/---

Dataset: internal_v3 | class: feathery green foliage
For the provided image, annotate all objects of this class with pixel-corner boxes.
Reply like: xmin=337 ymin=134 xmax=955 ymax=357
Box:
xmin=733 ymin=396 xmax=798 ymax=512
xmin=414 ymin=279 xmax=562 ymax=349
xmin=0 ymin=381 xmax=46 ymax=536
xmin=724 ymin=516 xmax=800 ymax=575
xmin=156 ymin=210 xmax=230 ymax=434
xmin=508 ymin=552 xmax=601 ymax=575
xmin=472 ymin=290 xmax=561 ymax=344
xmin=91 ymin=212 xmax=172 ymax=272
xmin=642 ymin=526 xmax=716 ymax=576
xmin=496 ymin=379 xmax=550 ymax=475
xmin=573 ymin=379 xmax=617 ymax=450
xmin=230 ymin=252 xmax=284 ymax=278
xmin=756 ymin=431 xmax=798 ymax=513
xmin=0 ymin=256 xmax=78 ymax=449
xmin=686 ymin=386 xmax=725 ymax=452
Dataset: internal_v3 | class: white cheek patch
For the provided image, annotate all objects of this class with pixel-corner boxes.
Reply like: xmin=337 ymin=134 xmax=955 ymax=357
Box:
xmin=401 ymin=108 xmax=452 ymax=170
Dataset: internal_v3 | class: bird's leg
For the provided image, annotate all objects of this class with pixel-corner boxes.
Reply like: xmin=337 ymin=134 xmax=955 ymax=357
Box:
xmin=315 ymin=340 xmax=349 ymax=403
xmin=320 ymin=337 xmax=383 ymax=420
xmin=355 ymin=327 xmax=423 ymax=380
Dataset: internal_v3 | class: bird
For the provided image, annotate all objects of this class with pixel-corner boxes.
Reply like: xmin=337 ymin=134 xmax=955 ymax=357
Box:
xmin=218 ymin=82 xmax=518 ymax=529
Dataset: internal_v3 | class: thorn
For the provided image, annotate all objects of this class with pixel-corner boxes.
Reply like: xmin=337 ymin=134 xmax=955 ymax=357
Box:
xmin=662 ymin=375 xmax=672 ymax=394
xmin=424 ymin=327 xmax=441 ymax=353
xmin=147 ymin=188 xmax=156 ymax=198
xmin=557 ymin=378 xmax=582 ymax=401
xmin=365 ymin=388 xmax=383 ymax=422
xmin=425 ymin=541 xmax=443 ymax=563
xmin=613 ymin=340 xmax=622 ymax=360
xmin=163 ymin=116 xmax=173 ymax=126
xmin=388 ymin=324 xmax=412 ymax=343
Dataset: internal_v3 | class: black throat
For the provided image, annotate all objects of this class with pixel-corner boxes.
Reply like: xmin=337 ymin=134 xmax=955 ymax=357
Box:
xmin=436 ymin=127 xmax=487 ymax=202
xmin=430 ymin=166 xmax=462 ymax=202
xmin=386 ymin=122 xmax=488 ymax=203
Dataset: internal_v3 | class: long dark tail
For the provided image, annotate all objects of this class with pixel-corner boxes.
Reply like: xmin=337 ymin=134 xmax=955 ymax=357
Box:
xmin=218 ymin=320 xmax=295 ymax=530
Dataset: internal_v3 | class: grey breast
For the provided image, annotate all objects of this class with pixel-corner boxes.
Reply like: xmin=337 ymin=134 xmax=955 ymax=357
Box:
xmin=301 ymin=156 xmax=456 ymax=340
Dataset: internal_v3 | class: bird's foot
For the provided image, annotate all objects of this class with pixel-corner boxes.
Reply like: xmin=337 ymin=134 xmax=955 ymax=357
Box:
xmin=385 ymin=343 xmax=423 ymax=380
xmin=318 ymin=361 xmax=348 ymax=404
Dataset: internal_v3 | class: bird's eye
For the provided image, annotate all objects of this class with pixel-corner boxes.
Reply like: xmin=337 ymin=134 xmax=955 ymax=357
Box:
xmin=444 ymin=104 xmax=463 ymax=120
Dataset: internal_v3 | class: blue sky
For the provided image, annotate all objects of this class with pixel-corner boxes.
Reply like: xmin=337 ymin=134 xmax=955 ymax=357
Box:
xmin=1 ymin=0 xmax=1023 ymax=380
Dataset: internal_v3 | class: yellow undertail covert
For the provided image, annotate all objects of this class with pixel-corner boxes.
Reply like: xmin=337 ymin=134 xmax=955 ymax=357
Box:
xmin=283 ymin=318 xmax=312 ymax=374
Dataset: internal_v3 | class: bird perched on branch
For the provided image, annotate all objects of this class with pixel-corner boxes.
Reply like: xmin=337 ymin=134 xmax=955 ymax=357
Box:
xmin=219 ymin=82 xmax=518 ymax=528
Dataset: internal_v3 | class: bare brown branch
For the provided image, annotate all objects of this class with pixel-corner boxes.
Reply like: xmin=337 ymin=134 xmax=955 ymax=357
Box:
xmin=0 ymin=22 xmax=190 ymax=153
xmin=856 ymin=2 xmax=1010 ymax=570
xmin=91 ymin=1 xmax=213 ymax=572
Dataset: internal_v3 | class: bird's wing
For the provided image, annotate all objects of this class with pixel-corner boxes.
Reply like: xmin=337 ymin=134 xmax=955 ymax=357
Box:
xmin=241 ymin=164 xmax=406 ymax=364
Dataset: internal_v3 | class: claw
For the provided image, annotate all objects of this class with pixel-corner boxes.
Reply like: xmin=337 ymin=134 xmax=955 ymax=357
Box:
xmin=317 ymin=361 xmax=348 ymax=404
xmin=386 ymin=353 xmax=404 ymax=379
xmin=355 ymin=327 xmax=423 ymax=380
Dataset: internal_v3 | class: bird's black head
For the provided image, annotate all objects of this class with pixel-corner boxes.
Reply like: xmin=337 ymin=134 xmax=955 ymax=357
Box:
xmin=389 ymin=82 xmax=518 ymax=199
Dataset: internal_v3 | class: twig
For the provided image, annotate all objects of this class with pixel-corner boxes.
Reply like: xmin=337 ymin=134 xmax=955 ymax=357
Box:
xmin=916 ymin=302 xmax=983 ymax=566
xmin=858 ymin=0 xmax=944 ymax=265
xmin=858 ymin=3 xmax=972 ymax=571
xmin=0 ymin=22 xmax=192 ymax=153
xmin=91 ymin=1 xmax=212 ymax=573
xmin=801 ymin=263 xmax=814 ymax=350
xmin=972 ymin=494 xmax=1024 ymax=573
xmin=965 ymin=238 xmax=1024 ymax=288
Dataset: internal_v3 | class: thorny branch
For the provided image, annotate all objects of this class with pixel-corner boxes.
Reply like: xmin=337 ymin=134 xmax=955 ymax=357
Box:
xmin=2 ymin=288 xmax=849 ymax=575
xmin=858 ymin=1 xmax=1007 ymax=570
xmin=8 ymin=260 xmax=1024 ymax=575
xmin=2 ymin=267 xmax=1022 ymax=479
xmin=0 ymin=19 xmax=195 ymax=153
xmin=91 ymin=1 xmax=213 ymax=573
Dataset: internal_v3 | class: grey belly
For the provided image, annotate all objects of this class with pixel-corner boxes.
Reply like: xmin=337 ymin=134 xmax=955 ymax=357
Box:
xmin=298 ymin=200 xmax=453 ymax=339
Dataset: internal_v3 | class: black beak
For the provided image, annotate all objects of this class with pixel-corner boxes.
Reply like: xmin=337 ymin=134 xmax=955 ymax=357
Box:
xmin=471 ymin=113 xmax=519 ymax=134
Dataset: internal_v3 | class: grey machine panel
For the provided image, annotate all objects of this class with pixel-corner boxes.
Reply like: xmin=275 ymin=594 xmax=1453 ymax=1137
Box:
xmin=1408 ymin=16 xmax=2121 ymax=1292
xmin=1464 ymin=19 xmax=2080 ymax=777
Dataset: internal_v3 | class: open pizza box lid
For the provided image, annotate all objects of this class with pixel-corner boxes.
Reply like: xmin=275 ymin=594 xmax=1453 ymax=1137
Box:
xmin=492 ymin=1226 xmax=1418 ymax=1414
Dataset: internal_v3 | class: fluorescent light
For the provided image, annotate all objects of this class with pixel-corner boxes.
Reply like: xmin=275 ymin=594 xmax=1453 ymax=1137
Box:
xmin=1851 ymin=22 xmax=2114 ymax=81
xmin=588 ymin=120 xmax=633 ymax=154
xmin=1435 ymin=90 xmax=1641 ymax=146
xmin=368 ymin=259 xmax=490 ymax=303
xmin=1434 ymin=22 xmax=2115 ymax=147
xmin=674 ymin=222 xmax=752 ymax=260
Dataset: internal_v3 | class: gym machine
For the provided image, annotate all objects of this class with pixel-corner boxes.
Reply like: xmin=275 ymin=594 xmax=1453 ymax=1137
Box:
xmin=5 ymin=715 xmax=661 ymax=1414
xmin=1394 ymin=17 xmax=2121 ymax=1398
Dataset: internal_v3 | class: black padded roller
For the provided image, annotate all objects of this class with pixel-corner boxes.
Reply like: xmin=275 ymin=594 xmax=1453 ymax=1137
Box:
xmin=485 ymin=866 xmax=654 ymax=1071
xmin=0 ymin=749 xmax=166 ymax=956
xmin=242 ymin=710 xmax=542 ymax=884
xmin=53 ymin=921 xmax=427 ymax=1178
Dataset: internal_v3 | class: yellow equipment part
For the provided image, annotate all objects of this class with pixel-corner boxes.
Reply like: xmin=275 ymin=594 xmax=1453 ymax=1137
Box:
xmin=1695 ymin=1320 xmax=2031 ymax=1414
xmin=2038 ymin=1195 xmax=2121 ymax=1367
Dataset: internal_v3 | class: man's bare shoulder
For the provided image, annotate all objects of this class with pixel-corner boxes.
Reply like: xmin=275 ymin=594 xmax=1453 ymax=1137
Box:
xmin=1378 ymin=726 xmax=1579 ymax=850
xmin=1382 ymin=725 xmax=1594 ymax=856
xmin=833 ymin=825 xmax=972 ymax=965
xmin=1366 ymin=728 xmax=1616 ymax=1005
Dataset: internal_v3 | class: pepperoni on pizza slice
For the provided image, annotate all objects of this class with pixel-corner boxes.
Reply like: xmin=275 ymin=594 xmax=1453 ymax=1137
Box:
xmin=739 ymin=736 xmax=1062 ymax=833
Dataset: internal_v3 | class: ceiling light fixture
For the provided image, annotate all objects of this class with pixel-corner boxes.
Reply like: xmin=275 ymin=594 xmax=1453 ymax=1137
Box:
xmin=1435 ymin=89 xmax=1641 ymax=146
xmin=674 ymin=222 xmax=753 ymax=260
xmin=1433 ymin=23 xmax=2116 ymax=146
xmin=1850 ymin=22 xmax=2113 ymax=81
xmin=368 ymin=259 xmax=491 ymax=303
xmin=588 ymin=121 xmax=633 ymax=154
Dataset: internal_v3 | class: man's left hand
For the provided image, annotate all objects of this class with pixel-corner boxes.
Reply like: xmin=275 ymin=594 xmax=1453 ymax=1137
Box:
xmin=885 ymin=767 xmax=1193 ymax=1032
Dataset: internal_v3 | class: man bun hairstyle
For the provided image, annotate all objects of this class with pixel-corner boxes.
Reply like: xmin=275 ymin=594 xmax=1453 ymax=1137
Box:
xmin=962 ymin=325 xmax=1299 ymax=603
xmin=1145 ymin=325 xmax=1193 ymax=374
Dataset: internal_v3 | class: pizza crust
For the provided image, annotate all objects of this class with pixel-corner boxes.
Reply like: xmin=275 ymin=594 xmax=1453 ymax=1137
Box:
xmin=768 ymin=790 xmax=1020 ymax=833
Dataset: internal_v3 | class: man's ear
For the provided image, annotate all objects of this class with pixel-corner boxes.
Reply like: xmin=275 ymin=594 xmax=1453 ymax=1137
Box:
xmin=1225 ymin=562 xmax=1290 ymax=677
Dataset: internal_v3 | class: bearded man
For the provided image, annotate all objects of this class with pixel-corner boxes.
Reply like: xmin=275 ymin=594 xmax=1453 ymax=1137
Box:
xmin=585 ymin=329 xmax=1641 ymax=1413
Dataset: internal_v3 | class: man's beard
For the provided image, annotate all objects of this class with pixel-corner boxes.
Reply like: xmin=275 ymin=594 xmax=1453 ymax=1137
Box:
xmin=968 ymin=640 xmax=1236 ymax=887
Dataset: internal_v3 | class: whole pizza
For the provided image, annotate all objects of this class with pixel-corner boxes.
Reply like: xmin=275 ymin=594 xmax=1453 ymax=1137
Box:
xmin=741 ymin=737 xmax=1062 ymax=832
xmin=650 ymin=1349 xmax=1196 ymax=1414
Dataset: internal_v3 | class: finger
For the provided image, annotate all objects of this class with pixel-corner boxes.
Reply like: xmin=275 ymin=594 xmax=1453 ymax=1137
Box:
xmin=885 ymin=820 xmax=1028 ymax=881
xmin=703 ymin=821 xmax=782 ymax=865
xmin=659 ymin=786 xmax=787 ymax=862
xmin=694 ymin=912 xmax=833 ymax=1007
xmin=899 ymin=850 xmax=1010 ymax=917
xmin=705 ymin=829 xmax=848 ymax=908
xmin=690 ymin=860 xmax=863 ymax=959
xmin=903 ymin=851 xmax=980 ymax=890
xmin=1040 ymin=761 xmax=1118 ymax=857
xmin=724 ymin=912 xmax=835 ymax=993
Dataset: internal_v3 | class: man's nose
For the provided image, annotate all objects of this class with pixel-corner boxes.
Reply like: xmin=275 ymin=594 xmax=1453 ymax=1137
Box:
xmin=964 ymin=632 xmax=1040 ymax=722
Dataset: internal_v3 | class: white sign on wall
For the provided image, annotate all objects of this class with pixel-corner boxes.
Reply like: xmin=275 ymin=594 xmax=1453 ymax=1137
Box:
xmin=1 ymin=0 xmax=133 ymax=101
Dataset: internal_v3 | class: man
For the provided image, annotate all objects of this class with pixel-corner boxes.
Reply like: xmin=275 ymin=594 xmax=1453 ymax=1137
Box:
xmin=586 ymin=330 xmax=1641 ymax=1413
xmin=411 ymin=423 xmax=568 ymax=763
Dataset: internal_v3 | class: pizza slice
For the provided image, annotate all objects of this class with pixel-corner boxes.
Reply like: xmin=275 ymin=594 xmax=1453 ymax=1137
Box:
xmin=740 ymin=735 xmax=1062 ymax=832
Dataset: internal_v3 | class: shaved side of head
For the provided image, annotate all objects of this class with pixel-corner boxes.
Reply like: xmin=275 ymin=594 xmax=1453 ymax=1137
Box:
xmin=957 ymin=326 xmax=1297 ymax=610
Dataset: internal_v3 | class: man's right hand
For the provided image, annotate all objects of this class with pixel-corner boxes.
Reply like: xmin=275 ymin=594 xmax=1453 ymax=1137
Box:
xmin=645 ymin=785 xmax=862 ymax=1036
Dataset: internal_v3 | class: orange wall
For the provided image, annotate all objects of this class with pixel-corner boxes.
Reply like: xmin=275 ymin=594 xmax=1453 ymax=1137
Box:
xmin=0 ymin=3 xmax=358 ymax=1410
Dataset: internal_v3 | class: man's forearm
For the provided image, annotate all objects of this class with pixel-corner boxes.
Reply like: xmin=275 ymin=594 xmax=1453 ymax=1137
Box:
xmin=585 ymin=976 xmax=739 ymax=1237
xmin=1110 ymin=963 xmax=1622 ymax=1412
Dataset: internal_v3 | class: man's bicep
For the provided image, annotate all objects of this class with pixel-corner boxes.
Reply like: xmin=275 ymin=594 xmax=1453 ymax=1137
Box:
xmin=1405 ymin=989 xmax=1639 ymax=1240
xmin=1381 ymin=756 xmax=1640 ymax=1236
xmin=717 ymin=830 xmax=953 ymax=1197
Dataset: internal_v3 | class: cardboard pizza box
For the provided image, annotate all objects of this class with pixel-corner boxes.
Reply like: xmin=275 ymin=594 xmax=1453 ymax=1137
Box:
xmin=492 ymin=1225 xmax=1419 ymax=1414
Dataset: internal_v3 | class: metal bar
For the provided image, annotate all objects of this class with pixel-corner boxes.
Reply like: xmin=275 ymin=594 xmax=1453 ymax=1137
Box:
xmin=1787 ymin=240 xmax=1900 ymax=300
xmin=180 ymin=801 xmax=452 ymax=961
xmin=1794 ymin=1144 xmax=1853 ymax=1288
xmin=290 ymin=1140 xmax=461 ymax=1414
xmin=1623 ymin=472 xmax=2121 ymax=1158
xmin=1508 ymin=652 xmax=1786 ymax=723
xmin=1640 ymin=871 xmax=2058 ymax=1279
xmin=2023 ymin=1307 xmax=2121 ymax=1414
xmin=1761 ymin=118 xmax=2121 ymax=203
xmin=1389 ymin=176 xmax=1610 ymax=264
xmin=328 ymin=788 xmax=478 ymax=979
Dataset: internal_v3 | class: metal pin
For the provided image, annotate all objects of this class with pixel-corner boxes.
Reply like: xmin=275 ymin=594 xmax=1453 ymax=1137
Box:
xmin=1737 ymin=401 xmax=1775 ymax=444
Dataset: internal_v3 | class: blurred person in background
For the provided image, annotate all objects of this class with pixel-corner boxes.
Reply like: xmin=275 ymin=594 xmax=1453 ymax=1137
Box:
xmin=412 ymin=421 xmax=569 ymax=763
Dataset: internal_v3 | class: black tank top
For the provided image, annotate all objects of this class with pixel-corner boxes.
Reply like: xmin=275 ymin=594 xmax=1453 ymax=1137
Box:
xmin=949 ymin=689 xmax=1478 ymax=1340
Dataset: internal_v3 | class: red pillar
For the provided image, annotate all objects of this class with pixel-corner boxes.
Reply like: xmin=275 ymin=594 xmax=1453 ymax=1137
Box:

\---

**TASK:**
Wherever the string "metal" occurs in the entries, copy that whole line.

**ANSWER BELOW:**
Dataset: internal_v3 | class: metal bar
Dataset: internal_v3 | class: metal pin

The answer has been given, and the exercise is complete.